STRATEGIC PLANNING: THE KEY TO BETTER DECISIONS

In response to recent and impending changes in the laws and regulations governing child support enforcement, Title IV-D agencies across the country have engaged in a process of strategic planning. They have developed organizational mission statements, identified program goals and objectives, and developed strategies for meeting their objectives. Most strategic plans contain goal statements such as the following:

Goal One: The child support enforcement program will promote parental responsibility and independence.

Goal Two: The child support enforcement program will deliver high-quality, effective, cost-efficient services.

The first goal addresses the issue of what the agency hopes to accomplish. It is stated in terms of improving or changing the lives of its customers. The strategies for attaining this goal usually include a mix of traditional child support services, public awareness campaigns, and aggressive new initiatives such as driver's license suspension, in-hospital paternity acknowledgment, and new hire reporting. Success is measured in terms of improved rates of paternity and support order establishment and increases in the percentage of paying cases and the amount of collections.

The second goal addresses the issue of how the Title IV-D agency will do its job so that the first goal is met. It is stated in terms of achieving certain standards of excellence in serving customers. Strategies related to this goal usually include the increased use of computer and telecommunication technologies, improved training and staff development, re-engineering service delivery and administrative support functions, and-most importantly for the readers of this guide-the privatization of child support services. The primary indicators of success are cost efficiencies in collecting support payments, shorter time periods for establishing cases and collecting and distributing payments, and increased customer satisfaction.

Privatization, then, is the means to an end, not an end in itself. It can be one component of an overall plan to improve the way child support functions are performed. In Texas, for example, the Title IV-D agency developed a three-part re-engineering plan that included expanded privatization, a new administrative review process for child support cases, and an advanced integrated automation system. These three efforts combined were designed to help the state keep up with the demands of growing caseloads. When Wyoming reorganized from a county-based service delivery system to a judicial district-based system, each district was allowed to decide if it wanted to privatize services, and about half did.

In conclusion, the decision to privatize a service should be made in the context of the Title IV-D agency's overall strategic plan, not as a tactical response to an immediate crisis. This means, first of all, that the agency must have a well-reasoned plan that it uses to make decisions. Secondly, the plan must be explained clearly to elected officials, public employees, local program managers, and other stakeholders in child support enforcement so they can see for themselves where privatization fits as an option. With the strategic plan providing a common ground of understanding, decision makers will be in a better position to make rational, as opposed to purely political or emotional, decisions about whether to privatize services.

In addition to having a solid strategic plan, a number of other steps can be taken to improve the results of the privatization decision-making process. These steps, which are discussed in the next two chapters, include:

  • focusing on outcomes,
  • identifying the best candidates for privatization,
  • dealing responsibly with current public employees, and
  • gaining support for the decision.

EXTRACTED MATERIAL →
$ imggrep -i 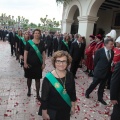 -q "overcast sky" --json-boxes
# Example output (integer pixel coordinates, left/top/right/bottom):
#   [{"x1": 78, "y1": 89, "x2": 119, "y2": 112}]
[{"x1": 0, "y1": 0, "x2": 62, "y2": 23}]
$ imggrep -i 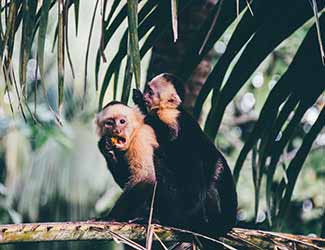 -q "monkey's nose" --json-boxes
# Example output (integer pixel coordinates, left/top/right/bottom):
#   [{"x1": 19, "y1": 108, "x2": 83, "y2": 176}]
[{"x1": 113, "y1": 129, "x2": 121, "y2": 135}]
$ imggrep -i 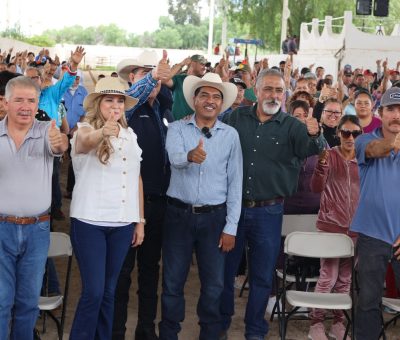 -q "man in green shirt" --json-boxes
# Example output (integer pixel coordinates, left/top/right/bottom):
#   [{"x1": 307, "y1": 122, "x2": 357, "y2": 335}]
[
  {"x1": 220, "y1": 69, "x2": 325, "y2": 340},
  {"x1": 166, "y1": 54, "x2": 207, "y2": 120}
]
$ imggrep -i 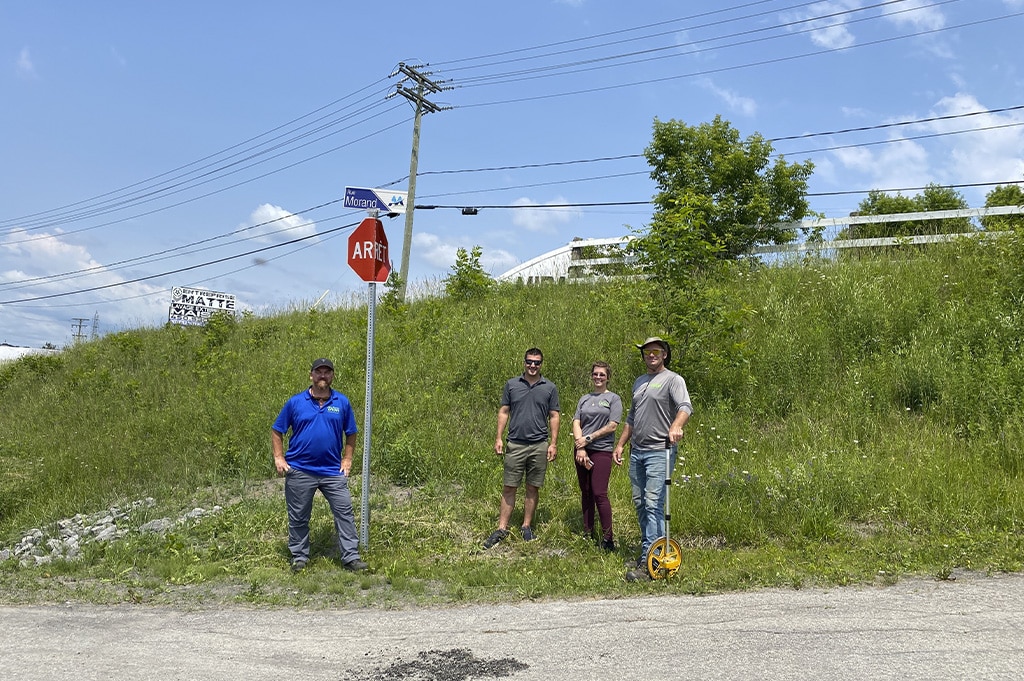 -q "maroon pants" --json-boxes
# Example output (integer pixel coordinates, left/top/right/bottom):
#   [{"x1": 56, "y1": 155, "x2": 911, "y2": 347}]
[{"x1": 577, "y1": 450, "x2": 611, "y2": 540}]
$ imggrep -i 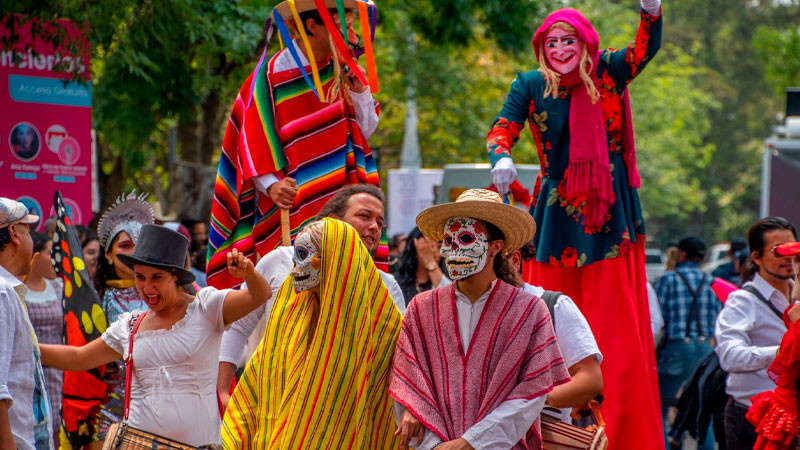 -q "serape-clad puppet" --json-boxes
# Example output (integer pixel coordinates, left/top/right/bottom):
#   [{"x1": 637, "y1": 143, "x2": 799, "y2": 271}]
[
  {"x1": 487, "y1": 0, "x2": 664, "y2": 449},
  {"x1": 222, "y1": 218, "x2": 401, "y2": 450},
  {"x1": 206, "y1": 0, "x2": 388, "y2": 288}
]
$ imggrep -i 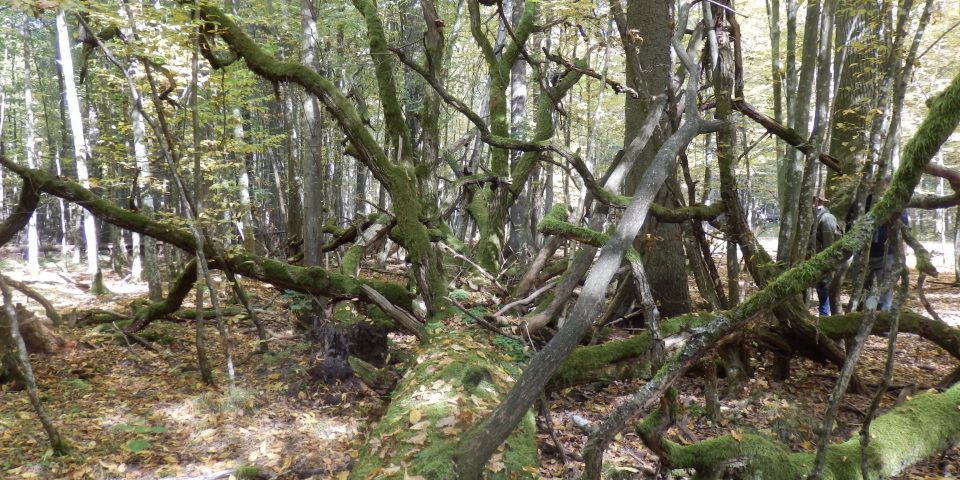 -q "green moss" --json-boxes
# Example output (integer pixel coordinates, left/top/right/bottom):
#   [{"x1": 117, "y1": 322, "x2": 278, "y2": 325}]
[
  {"x1": 550, "y1": 313, "x2": 715, "y2": 388},
  {"x1": 664, "y1": 384, "x2": 960, "y2": 480},
  {"x1": 351, "y1": 326, "x2": 536, "y2": 479}
]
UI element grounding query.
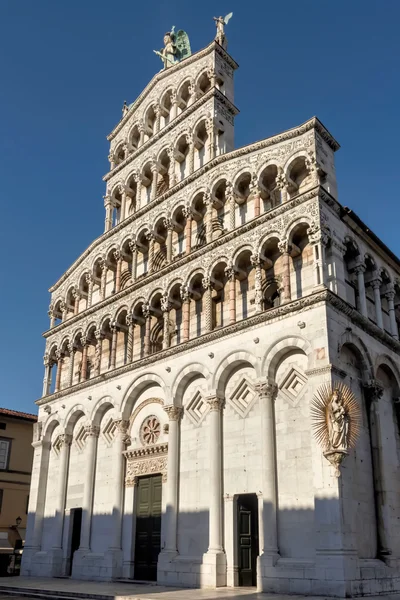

STUDY QUESTIONS →
a) Translate this sentence from the text on strategic planning for child support enforcement into Spanish: "Privatization, then, is the means to an end, not an end in itself."
b) The text on strategic planning for child support enforcement ends with a bulleted list of further steps that can improve the results of the privatization decision-making process. List every step in that list.

OUTPUTS IN ORDER →
a) La privatización, entonces, es un medio para un fin, no un fin en sí misma.

b)
- focusing on outcomes
- identifying the best candidates for privatization
- dealing responsibly with current public employees
- gaining support for the decision